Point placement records
··········
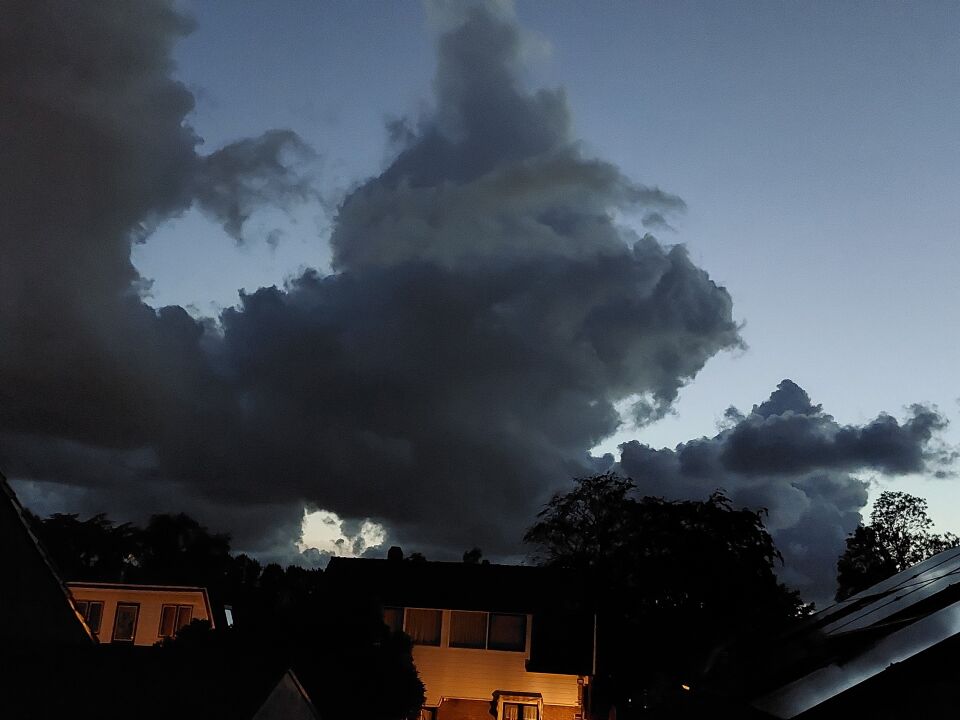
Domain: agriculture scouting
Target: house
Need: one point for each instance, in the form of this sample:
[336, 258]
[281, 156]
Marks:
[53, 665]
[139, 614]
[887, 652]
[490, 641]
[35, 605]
··········
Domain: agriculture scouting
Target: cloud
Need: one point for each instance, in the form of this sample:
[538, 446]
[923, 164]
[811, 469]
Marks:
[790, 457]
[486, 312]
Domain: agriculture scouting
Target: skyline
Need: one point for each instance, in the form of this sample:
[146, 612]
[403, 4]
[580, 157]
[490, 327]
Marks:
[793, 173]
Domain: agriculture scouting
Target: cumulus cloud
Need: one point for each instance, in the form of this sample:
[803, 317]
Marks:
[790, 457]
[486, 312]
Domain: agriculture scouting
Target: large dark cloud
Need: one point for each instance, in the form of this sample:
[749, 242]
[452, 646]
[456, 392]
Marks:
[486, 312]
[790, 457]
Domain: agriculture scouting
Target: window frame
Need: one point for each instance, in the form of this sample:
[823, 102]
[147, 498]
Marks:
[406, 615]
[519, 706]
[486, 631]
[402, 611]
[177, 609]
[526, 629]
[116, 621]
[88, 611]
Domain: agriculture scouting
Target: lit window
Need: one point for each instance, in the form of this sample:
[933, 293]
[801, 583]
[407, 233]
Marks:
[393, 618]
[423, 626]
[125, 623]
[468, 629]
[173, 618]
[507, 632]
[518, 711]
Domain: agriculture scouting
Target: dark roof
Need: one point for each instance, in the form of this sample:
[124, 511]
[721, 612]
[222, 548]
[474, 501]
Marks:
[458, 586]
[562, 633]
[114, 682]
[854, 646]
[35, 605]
··········
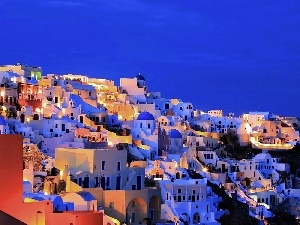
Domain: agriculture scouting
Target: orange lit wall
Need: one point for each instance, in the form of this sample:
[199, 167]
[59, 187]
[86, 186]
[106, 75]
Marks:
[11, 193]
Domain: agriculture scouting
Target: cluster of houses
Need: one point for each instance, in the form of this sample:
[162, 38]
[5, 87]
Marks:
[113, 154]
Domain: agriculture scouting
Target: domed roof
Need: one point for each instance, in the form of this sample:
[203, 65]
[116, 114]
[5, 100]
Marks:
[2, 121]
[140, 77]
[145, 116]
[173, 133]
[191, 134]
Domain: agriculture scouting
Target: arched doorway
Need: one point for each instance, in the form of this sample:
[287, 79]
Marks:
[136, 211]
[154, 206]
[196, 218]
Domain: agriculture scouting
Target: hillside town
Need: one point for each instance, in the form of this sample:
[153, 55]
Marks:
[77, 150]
··········
YOUR OBJECTIVE: Count the lines of the listing that contain the string "window" and reply with only that number.

EXERCISE ANSWER: 2